--- Start Dataset records ---

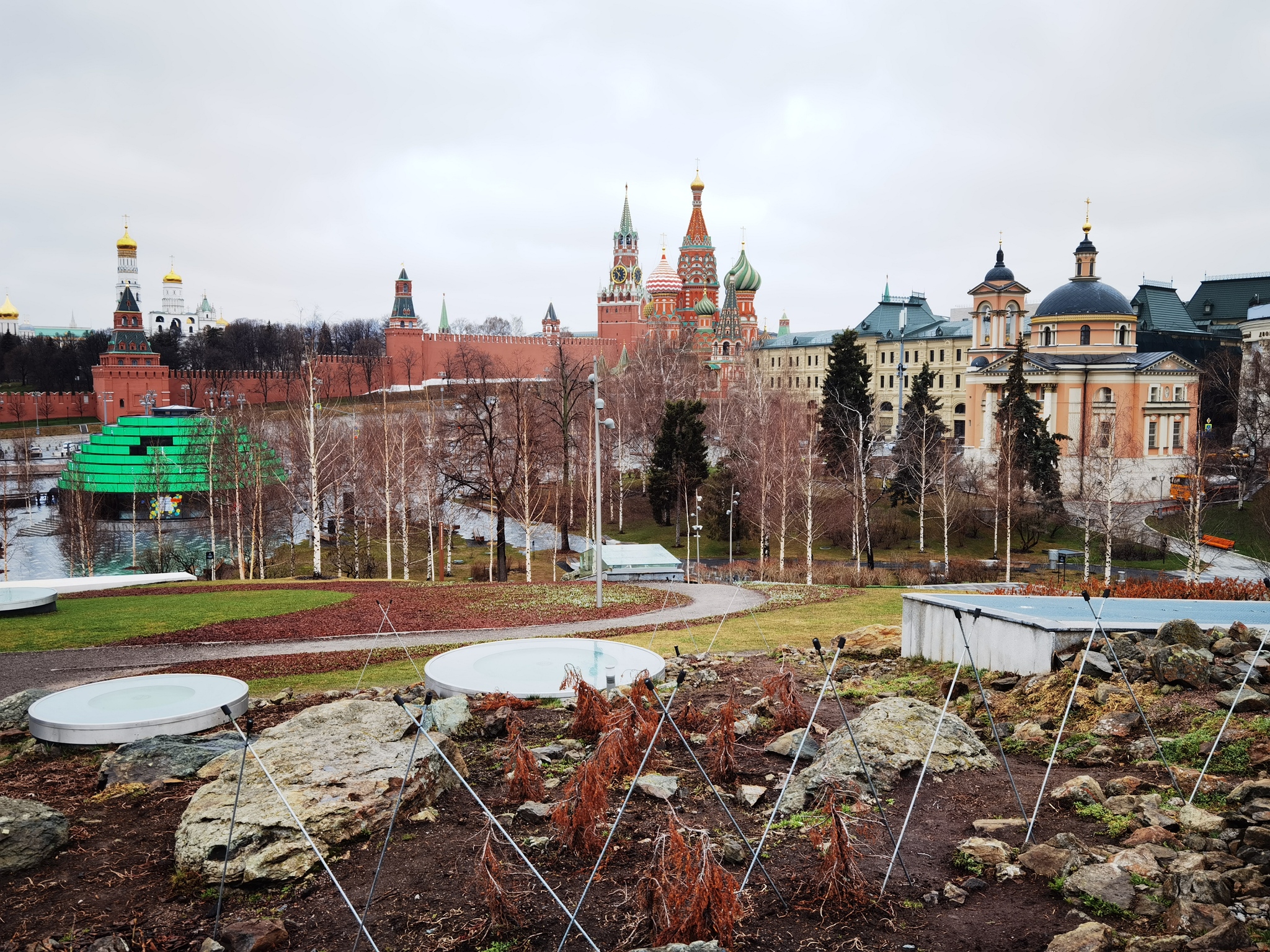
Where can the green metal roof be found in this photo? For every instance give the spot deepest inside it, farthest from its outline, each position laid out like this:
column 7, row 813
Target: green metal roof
column 167, row 455
column 1230, row 296
column 1161, row 310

--- End Dataset records ---

Give every line of the records above as a JSON list of strings, one string per line and no blank lines. Leave the pictures out.

The completed task
[
  "Where can the green metal roof be found in this photo? For every instance give the spot deepest inside it, farthest from its outline, each position laid out like this:",
  "column 7, row 813",
  "Target: green metal roof",
  "column 167, row 455",
  "column 1230, row 296",
  "column 1161, row 310"
]